The preferred way of providing an outlet that is of larger
cross-sectional area than the associated inlet is to provide the
passage with an increase in cross-sectional area somewhere along a
central region of the passage (i.e., between opposite end regions
of the passage). The increase in cross-sectional area can be
provided at a specific location along the length of a passage, or
at a plurality of locations along the length of a passage, or may
be defined by one or more tapered regions of the passage so that
the increase in area is gradual rather than immediate.
In preferred practice, the way in which an increase in
cross-sectional area is achieved is to use a larger diameter
conduit to form the outlet end region of a passage than is used to
form the inlet end region--with a welded juncture of the
differently sized conduits being provided in a central region of
the passage. In preferred practice, a coupling configured to
internally receive portions of each of the conduits is welded to
each of the conduits to assist in defining a secure juncture
between the two conduits.
If a passage is provided with more than one inlet or more than one
outlet, the combined cross-sectional area of the outlet(s) should
exceed the combined cross-sectional area of the inlet(s) if the
advantage of encouraging heated expanding ambient air to discharge
from a less restrictive, larger area outlet is to be achieved. One
way of achieving both an increase in cross-sectional area along the
length of a passage and of providing the passage with a plurality
of outlets is to give the passage a Y-shaped configuration, with
the stem of the "Y" defining the inlet, and with the branches of
the Y defining a pair of outlets. Other branched and interconnected
arrangements of passages will occur to those who are skilled in the
art.

## Task requirements
Answer these questions using the text on air passages:
1. In the preferred approach, along which region of a passage is the increase in cross-sectional area placed?
2. What is welded to each of the two conduits to help form a secure juncture?
3. In the Y-shaped configuration, what does the stem of the "Y" define?

(Data items)
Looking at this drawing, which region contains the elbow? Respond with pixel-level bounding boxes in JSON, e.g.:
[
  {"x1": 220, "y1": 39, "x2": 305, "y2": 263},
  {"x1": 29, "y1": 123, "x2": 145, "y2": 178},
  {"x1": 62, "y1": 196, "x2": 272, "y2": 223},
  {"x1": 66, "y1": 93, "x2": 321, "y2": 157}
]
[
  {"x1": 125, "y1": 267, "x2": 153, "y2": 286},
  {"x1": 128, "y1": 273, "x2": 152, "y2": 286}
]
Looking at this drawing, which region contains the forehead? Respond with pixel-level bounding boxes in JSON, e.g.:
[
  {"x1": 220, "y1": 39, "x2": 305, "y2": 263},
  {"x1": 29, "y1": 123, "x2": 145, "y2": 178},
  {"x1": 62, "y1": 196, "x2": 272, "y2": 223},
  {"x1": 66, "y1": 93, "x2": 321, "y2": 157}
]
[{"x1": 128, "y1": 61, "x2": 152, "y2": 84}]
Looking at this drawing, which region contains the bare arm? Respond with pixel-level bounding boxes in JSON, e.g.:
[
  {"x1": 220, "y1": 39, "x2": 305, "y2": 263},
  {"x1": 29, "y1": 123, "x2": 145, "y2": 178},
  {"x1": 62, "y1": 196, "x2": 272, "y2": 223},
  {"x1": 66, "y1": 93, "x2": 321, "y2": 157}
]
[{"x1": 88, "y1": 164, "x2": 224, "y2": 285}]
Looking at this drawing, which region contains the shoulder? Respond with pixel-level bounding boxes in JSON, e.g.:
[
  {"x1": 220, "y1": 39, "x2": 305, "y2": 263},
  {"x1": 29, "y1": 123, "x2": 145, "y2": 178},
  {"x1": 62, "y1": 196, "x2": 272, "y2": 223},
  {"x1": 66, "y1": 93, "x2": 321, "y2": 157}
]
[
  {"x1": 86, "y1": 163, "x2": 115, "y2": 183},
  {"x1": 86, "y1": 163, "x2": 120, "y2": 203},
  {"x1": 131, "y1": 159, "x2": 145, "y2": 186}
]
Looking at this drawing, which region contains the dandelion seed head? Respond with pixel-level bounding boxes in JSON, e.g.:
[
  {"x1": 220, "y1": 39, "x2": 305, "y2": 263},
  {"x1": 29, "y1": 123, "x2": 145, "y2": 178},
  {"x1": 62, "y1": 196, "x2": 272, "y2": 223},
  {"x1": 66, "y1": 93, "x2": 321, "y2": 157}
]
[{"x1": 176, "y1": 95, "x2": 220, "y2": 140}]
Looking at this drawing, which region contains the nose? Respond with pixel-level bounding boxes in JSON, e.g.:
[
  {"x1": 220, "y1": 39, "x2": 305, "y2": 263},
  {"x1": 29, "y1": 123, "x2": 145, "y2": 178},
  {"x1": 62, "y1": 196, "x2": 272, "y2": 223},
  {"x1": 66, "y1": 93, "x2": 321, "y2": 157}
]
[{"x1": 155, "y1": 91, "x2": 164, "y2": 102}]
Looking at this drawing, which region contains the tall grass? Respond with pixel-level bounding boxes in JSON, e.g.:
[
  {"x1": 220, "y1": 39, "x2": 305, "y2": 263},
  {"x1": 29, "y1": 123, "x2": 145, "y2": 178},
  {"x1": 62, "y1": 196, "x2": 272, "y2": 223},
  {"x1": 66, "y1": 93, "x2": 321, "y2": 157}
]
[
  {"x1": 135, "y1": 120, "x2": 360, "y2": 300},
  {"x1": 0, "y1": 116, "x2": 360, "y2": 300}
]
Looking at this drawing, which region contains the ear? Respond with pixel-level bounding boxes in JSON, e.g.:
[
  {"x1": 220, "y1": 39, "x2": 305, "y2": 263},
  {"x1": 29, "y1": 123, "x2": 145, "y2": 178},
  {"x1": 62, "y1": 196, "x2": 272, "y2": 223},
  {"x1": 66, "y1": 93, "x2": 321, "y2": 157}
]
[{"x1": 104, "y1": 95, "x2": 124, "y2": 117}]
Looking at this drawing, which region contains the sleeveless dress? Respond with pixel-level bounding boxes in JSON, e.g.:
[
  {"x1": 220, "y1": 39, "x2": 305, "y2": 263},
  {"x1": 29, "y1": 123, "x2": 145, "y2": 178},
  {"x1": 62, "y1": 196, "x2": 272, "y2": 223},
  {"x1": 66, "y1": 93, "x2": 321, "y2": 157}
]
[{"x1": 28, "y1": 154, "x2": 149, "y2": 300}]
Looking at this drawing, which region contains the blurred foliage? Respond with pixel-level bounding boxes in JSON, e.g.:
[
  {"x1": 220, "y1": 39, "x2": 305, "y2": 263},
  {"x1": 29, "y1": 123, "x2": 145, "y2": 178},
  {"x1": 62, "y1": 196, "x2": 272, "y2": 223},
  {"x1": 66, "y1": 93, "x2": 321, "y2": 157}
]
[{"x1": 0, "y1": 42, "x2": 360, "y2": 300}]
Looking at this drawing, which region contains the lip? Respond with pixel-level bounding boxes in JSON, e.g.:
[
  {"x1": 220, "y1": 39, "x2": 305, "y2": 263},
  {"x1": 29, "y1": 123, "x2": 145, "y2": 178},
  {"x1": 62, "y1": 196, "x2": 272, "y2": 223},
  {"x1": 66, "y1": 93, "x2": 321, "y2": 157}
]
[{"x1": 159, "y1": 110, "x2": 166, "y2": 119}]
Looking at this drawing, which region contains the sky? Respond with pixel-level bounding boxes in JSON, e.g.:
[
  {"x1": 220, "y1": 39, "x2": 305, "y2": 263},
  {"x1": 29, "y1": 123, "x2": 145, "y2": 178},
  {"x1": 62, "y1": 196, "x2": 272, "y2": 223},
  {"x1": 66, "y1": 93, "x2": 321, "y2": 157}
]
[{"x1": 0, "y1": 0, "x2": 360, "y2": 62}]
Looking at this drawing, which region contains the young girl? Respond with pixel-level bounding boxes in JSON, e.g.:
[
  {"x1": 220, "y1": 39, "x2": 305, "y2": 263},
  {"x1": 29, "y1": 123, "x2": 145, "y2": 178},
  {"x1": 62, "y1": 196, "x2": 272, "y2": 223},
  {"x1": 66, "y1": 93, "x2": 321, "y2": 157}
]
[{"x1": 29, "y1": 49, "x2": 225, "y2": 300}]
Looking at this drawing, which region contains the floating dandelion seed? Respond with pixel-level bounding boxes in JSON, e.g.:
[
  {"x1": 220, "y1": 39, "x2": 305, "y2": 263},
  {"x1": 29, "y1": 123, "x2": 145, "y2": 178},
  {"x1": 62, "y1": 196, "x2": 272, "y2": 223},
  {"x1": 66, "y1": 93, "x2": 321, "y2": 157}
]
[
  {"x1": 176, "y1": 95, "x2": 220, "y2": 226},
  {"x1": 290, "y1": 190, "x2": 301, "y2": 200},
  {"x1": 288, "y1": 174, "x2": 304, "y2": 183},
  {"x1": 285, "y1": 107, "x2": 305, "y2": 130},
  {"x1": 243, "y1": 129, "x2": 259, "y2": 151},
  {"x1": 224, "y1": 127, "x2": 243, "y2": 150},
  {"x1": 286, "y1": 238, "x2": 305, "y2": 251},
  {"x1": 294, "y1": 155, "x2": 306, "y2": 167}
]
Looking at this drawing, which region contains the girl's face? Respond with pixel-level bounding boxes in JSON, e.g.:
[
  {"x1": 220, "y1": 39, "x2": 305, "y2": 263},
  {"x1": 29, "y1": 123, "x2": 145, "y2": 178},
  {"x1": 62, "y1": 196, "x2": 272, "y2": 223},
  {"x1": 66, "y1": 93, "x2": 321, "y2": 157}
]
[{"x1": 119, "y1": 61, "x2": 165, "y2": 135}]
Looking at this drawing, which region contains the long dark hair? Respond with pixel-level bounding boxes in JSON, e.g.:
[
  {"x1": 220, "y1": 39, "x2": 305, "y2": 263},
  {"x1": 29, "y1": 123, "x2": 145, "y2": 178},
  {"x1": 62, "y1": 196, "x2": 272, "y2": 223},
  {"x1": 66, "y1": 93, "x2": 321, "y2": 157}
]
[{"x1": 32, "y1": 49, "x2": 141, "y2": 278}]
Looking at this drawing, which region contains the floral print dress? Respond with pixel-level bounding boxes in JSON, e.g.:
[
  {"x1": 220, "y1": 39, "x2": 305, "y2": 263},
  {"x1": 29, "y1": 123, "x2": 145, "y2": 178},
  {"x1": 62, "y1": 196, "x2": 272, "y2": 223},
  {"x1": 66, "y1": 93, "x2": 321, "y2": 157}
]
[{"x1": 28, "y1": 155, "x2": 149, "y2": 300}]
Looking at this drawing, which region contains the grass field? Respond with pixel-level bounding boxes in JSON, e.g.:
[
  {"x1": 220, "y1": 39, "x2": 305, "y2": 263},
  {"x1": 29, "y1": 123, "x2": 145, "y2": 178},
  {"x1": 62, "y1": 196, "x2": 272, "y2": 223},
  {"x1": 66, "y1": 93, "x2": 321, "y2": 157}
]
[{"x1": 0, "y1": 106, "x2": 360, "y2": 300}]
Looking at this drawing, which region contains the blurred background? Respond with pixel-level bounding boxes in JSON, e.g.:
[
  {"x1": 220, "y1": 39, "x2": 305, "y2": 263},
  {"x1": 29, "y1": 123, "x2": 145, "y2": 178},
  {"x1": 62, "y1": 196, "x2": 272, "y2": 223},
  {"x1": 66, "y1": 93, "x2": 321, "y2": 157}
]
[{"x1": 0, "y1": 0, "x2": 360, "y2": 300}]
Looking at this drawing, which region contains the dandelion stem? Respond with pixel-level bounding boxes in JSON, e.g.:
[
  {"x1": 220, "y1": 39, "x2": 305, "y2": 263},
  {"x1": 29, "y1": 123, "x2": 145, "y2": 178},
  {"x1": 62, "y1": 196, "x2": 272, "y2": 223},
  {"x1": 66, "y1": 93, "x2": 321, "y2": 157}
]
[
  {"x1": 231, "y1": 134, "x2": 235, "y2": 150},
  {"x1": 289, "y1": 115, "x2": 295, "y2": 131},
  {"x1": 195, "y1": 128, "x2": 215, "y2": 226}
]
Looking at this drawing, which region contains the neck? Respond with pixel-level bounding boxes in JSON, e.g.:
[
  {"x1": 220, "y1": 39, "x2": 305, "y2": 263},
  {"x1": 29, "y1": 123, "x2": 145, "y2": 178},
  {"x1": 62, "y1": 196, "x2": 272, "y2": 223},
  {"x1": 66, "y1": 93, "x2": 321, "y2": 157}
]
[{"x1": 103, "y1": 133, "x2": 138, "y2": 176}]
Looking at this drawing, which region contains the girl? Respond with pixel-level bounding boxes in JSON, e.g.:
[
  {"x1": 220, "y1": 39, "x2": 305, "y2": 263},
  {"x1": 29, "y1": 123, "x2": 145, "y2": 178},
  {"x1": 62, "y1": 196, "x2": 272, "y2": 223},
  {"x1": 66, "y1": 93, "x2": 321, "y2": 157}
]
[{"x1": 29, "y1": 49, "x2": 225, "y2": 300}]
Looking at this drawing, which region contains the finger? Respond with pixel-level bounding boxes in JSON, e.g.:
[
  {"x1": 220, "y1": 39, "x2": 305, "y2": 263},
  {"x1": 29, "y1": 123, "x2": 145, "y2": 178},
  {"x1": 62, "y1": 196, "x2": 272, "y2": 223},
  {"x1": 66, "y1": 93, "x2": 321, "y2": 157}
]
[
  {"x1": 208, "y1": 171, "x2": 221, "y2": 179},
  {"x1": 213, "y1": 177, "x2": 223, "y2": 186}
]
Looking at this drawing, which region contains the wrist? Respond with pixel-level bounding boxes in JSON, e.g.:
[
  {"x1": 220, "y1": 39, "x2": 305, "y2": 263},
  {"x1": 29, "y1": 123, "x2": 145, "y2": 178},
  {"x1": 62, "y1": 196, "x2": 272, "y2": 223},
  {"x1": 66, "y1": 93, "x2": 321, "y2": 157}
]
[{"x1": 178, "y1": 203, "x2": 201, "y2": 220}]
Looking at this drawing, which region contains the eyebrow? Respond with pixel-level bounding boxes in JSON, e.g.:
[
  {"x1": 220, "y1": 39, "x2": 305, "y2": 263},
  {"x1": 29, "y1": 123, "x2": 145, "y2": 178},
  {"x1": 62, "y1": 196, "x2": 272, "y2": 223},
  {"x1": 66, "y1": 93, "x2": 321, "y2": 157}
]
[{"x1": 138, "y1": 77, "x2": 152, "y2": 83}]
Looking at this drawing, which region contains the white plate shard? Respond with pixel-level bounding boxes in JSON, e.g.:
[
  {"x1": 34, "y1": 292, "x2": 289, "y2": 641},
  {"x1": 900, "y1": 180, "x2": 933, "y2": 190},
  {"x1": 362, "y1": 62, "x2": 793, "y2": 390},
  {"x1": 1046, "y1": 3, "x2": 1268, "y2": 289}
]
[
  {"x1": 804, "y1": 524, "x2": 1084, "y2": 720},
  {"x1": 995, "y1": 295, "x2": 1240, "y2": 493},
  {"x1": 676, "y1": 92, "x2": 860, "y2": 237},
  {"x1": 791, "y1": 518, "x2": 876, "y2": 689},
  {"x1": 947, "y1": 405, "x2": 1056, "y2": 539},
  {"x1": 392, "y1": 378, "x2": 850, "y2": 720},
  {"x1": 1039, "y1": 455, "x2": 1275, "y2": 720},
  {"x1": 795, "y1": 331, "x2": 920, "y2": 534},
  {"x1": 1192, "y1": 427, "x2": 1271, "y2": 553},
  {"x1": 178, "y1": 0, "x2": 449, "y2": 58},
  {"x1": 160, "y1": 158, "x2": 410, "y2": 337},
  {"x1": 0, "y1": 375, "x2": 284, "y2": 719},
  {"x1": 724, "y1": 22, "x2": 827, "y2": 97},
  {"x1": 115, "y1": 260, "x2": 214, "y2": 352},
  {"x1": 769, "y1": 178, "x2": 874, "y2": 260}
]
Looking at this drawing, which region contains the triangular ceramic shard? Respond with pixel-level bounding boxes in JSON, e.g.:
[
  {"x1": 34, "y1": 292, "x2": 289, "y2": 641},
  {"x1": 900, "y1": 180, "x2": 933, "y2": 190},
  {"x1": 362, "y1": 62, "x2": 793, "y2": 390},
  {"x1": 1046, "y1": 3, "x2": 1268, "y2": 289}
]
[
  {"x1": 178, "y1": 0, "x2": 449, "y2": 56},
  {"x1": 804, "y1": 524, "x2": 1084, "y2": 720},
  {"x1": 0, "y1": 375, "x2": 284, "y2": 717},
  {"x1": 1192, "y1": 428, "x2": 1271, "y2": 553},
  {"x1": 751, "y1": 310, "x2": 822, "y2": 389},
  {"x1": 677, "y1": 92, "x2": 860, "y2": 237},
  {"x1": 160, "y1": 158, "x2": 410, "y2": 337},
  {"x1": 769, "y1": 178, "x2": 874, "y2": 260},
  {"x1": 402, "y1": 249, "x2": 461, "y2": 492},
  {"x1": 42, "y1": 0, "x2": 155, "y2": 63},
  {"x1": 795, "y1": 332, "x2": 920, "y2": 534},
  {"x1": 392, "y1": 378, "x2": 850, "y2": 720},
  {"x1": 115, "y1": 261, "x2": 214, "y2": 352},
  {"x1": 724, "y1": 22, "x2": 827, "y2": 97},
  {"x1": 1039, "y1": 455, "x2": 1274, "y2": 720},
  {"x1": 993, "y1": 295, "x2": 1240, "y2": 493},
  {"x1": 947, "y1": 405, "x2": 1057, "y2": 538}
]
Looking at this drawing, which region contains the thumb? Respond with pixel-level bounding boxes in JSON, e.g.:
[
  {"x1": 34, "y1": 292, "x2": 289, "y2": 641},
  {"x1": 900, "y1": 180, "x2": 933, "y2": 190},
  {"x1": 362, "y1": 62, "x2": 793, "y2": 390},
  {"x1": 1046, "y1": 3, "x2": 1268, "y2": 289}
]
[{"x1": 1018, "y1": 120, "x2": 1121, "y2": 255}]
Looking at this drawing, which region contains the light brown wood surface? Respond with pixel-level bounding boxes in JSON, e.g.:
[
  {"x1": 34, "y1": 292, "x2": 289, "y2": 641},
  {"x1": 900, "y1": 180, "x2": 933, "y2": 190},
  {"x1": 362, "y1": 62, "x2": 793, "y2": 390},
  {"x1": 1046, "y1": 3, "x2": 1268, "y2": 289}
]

## Output of the task
1. A central region of the passage, between its opposite end regions.
2. A coupling configured to internally receive portions of each of the conduits.
3. The inlet.